Input material:
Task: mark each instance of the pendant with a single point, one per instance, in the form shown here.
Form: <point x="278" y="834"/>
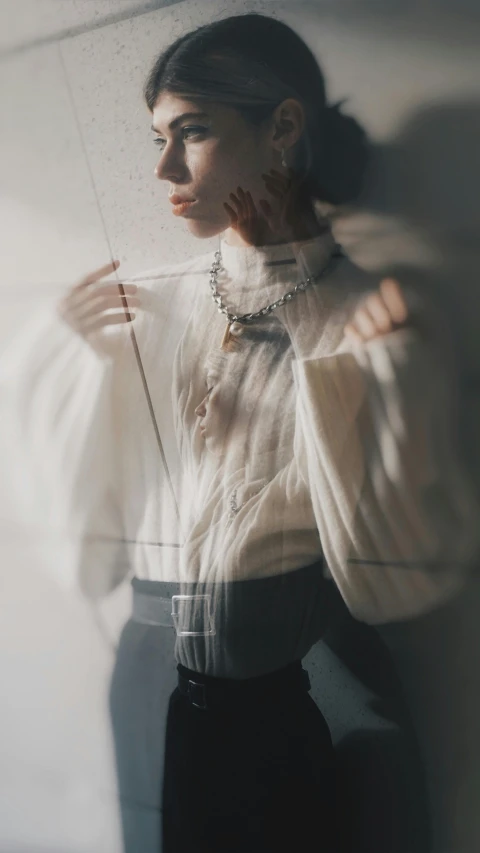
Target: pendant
<point x="232" y="332"/>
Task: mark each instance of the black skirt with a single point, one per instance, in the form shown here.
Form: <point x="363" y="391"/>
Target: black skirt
<point x="253" y="775"/>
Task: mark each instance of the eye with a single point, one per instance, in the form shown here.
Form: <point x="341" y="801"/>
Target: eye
<point x="194" y="130"/>
<point x="187" y="132"/>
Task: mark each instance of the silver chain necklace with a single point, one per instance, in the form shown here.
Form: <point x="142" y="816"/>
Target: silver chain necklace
<point x="235" y="322"/>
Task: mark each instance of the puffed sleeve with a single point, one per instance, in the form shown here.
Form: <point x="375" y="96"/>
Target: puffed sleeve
<point x="396" y="514"/>
<point x="58" y="465"/>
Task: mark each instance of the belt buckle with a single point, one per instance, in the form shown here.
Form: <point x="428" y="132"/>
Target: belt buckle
<point x="208" y="619"/>
<point x="192" y="685"/>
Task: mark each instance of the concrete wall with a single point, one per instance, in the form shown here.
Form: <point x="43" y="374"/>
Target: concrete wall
<point x="76" y="172"/>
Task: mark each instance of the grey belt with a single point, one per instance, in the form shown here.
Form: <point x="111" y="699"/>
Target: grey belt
<point x="188" y="615"/>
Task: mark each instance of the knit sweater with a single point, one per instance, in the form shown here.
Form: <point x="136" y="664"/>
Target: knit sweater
<point x="252" y="479"/>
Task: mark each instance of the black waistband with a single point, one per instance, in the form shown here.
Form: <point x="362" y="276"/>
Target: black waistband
<point x="288" y="675"/>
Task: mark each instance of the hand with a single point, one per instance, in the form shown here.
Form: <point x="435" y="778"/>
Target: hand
<point x="290" y="217"/>
<point x="382" y="312"/>
<point x="85" y="307"/>
<point x="293" y="213"/>
<point x="246" y="220"/>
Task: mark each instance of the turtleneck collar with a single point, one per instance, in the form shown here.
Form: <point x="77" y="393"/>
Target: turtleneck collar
<point x="253" y="266"/>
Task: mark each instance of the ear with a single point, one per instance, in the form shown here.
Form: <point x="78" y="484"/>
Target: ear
<point x="288" y="122"/>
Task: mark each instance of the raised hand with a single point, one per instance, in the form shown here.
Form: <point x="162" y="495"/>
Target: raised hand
<point x="382" y="312"/>
<point x="88" y="307"/>
<point x="292" y="213"/>
<point x="246" y="219"/>
<point x="288" y="216"/>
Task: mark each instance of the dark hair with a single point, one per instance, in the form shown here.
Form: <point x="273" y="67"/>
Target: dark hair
<point x="253" y="62"/>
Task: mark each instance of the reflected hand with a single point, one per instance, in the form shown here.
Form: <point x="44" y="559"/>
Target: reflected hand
<point x="86" y="308"/>
<point x="382" y="312"/>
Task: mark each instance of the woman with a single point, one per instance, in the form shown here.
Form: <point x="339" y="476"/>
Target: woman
<point x="251" y="536"/>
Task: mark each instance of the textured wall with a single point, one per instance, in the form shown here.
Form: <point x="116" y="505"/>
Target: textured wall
<point x="76" y="172"/>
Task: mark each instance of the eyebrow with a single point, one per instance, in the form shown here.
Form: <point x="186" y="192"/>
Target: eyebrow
<point x="176" y="121"/>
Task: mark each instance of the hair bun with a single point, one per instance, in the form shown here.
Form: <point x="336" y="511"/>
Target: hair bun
<point x="339" y="164"/>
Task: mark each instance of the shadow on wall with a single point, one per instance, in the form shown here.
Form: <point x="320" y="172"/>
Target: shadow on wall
<point x="419" y="220"/>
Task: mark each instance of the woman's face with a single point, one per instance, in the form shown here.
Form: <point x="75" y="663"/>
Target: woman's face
<point x="206" y="152"/>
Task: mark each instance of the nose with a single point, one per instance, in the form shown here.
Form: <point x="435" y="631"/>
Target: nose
<point x="170" y="166"/>
<point x="201" y="409"/>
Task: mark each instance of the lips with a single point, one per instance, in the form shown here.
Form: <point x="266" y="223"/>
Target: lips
<point x="178" y="199"/>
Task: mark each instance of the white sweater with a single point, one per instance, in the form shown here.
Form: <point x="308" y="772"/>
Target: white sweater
<point x="318" y="461"/>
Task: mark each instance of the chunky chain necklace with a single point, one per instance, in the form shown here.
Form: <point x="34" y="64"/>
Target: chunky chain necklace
<point x="235" y="322"/>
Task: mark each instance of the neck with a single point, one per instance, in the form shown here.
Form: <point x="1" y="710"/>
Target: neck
<point x="308" y="228"/>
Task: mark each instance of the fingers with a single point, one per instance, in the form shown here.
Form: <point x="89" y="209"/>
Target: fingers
<point x="394" y="300"/>
<point x="101" y="272"/>
<point x="382" y="312"/>
<point x="86" y="305"/>
<point x="233" y="216"/>
<point x="107" y="303"/>
<point x="106" y="320"/>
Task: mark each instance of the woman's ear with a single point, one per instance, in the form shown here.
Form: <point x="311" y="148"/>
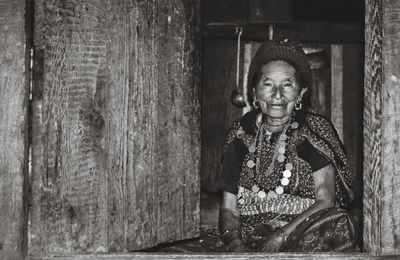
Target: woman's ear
<point x="302" y="92"/>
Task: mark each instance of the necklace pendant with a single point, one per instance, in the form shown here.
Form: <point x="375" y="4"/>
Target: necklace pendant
<point x="255" y="188"/>
<point x="289" y="166"/>
<point x="279" y="190"/>
<point x="284" y="181"/>
<point x="261" y="194"/>
<point x="272" y="195"/>
<point x="287" y="173"/>
<point x="252" y="148"/>
<point x="294" y="125"/>
<point x="250" y="164"/>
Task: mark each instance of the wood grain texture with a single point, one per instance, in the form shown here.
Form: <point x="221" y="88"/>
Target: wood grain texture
<point x="390" y="221"/>
<point x="218" y="113"/>
<point x="337" y="88"/>
<point x="116" y="126"/>
<point x="381" y="128"/>
<point x="69" y="209"/>
<point x="13" y="129"/>
<point x="242" y="256"/>
<point x="353" y="94"/>
<point x="373" y="127"/>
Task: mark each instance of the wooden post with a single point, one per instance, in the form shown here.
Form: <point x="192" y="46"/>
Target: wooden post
<point x="14" y="93"/>
<point x="116" y="135"/>
<point x="382" y="128"/>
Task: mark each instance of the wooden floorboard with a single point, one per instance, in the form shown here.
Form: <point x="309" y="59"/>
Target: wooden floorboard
<point x="244" y="256"/>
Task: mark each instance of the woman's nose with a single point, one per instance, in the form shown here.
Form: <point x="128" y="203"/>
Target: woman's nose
<point x="277" y="94"/>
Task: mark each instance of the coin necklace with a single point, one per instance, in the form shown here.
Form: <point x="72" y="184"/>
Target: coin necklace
<point x="279" y="155"/>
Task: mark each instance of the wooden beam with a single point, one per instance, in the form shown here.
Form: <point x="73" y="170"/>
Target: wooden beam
<point x="332" y="33"/>
<point x="116" y="136"/>
<point x="14" y="94"/>
<point x="240" y="256"/>
<point x="337" y="88"/>
<point x="382" y="128"/>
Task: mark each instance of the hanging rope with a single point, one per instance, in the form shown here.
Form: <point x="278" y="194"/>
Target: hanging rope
<point x="239" y="31"/>
<point x="237" y="98"/>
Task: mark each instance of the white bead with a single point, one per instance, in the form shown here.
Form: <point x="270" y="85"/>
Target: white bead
<point x="279" y="190"/>
<point x="284" y="181"/>
<point x="250" y="164"/>
<point x="287" y="173"/>
<point x="261" y="194"/>
<point x="255" y="188"/>
<point x="289" y="166"/>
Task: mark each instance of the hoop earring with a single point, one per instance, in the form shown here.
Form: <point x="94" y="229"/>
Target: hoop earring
<point x="256" y="104"/>
<point x="298" y="105"/>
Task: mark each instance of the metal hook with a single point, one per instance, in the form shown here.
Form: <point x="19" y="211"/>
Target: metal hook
<point x="270" y="32"/>
<point x="239" y="30"/>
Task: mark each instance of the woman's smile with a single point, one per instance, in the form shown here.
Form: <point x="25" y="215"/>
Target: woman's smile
<point x="278" y="90"/>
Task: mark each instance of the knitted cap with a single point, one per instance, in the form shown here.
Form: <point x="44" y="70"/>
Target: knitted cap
<point x="284" y="50"/>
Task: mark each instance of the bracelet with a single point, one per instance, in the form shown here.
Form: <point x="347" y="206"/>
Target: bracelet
<point x="230" y="234"/>
<point x="285" y="236"/>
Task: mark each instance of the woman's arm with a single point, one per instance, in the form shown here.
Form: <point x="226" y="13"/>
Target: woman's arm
<point x="229" y="224"/>
<point x="324" y="183"/>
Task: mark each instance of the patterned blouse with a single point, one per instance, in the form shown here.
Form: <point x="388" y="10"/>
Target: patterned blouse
<point x="309" y="146"/>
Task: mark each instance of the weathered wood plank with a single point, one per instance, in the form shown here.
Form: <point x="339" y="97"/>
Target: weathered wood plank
<point x="373" y="126"/>
<point x="381" y="128"/>
<point x="13" y="129"/>
<point x="317" y="33"/>
<point x="178" y="119"/>
<point x="116" y="126"/>
<point x="69" y="209"/>
<point x="390" y="221"/>
<point x="218" y="113"/>
<point x="248" y="256"/>
<point x="337" y="88"/>
<point x="269" y="11"/>
<point x="353" y="95"/>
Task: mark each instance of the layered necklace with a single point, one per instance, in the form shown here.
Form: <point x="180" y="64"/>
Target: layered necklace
<point x="279" y="154"/>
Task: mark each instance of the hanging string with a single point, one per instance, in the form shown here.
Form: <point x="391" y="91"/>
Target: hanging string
<point x="239" y="31"/>
<point x="271" y="32"/>
<point x="237" y="97"/>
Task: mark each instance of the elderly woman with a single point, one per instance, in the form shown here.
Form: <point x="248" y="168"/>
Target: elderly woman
<point x="286" y="178"/>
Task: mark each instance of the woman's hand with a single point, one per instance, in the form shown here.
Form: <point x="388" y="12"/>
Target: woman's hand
<point x="237" y="246"/>
<point x="274" y="242"/>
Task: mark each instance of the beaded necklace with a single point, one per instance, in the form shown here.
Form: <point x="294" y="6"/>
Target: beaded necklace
<point x="278" y="155"/>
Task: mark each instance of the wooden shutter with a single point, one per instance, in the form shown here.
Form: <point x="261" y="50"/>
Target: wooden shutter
<point x="14" y="92"/>
<point x="116" y="128"/>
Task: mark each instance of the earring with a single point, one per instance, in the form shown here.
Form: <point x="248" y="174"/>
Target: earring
<point x="298" y="105"/>
<point x="255" y="104"/>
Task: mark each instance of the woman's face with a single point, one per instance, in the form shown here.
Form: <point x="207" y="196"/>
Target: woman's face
<point x="278" y="89"/>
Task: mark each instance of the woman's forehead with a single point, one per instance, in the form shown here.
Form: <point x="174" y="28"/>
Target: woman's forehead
<point x="278" y="69"/>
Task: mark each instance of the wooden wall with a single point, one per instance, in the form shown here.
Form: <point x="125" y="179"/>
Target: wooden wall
<point x="116" y="128"/>
<point x="14" y="91"/>
<point x="381" y="128"/>
<point x="218" y="113"/>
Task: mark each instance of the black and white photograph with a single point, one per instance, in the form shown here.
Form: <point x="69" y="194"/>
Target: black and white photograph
<point x="199" y="129"/>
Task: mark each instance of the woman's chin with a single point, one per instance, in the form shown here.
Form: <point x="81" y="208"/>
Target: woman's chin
<point x="276" y="114"/>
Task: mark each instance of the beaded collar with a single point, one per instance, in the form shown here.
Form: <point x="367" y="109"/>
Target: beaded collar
<point x="278" y="155"/>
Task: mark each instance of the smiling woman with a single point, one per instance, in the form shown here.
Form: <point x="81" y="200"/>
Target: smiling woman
<point x="286" y="178"/>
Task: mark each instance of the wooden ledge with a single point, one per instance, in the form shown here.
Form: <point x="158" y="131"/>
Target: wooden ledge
<point x="244" y="256"/>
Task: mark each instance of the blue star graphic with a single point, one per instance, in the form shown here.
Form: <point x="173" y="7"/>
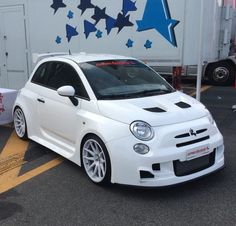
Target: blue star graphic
<point x="148" y="44"/>
<point x="128" y="6"/>
<point x="58" y="40"/>
<point x="70" y="14"/>
<point x="70" y="32"/>
<point x="110" y="23"/>
<point x="129" y="43"/>
<point x="57" y="4"/>
<point x="157" y="16"/>
<point x="99" y="14"/>
<point x="99" y="34"/>
<point x="123" y="21"/>
<point x="85" y="4"/>
<point x="88" y="28"/>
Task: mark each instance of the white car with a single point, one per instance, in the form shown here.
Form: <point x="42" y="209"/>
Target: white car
<point x="119" y="120"/>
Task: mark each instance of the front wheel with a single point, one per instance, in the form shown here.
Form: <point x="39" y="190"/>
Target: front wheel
<point x="20" y="123"/>
<point x="221" y="73"/>
<point x="96" y="161"/>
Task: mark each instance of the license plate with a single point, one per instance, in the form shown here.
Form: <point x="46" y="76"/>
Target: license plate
<point x="198" y="152"/>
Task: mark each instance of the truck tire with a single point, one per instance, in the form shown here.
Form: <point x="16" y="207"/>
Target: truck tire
<point x="221" y="73"/>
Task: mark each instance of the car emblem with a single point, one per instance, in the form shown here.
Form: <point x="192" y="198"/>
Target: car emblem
<point x="192" y="133"/>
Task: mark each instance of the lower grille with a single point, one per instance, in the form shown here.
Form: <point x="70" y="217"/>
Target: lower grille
<point x="195" y="165"/>
<point x="192" y="142"/>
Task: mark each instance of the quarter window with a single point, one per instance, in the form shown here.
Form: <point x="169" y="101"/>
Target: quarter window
<point x="40" y="75"/>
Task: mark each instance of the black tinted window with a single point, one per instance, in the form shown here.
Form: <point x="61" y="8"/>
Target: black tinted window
<point x="120" y="79"/>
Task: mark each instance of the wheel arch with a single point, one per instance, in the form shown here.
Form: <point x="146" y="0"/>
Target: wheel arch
<point x="83" y="139"/>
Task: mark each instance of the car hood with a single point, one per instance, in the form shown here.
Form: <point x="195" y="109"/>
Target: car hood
<point x="158" y="110"/>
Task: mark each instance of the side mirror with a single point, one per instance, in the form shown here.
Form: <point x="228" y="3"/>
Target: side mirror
<point x="68" y="91"/>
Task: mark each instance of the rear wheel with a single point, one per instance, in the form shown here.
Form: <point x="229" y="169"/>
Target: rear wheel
<point x="20" y="123"/>
<point x="96" y="161"/>
<point x="221" y="73"/>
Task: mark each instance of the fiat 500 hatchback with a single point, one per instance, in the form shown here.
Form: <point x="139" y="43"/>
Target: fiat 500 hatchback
<point x="119" y="120"/>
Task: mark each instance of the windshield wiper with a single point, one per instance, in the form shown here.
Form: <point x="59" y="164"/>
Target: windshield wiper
<point x="153" y="91"/>
<point x="134" y="94"/>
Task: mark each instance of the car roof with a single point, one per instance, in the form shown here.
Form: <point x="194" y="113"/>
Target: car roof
<point x="85" y="57"/>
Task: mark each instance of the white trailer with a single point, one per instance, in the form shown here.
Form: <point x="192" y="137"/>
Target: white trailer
<point x="160" y="32"/>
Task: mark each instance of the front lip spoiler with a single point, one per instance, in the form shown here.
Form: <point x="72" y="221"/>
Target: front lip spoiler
<point x="172" y="185"/>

Problem to work on:
Please, from the entries above, set down exactly the lines from the one containing "Target: hoop earring" through the one containing "Task: mark each instance of the patterned", and only those.

Result:
Target: hoop earring
<point x="256" y="104"/>
<point x="298" y="105"/>
Task: mark each instance of the metal hook with a single point, one per instance, in the form shown here.
Form: <point x="19" y="211"/>
Target: metal hook
<point x="270" y="32"/>
<point x="239" y="30"/>
Task: mark each instance of the woman's smile with a single point, one per instance, in the form shown here.
Form: <point x="25" y="215"/>
Target: woman's smile
<point x="278" y="90"/>
Task: mark each instance of the knitted cap with a single point, one per instance, in the form shown here.
Form: <point x="44" y="70"/>
Target: knitted cap
<point x="284" y="50"/>
Task: mark each instance of the bracelet with a single point, one per instance, in the form shown here.
Form: <point x="347" y="206"/>
Target: bracelet
<point x="230" y="234"/>
<point x="285" y="236"/>
Task: mark each instance of the woman's arm with a single point, one per instance, in the form shown here.
Form: <point x="226" y="13"/>
Target: woman's arm
<point x="229" y="224"/>
<point x="324" y="183"/>
Task: mark each instance of the patterned blouse with a single point, one per instance, in the form shown here.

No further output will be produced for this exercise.